◆ TRY IT ◆
State how many lines in the following entries contain the word "reported". No other output.

[MATERIAL TO PROCESS Boundary: Start]

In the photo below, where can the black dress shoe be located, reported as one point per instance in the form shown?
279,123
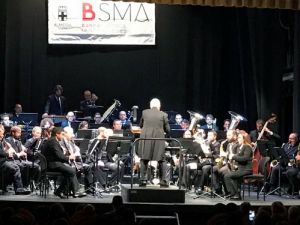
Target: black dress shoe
228,196
22,191
59,194
80,194
163,184
198,191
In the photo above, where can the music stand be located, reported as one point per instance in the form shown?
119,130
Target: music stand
85,133
120,146
96,146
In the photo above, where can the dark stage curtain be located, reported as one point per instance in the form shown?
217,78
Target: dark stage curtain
296,91
206,59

[MATERIAL TO PROCESS Boundary: End]

◆ RESULT OF THIS EXERCISE ◆
3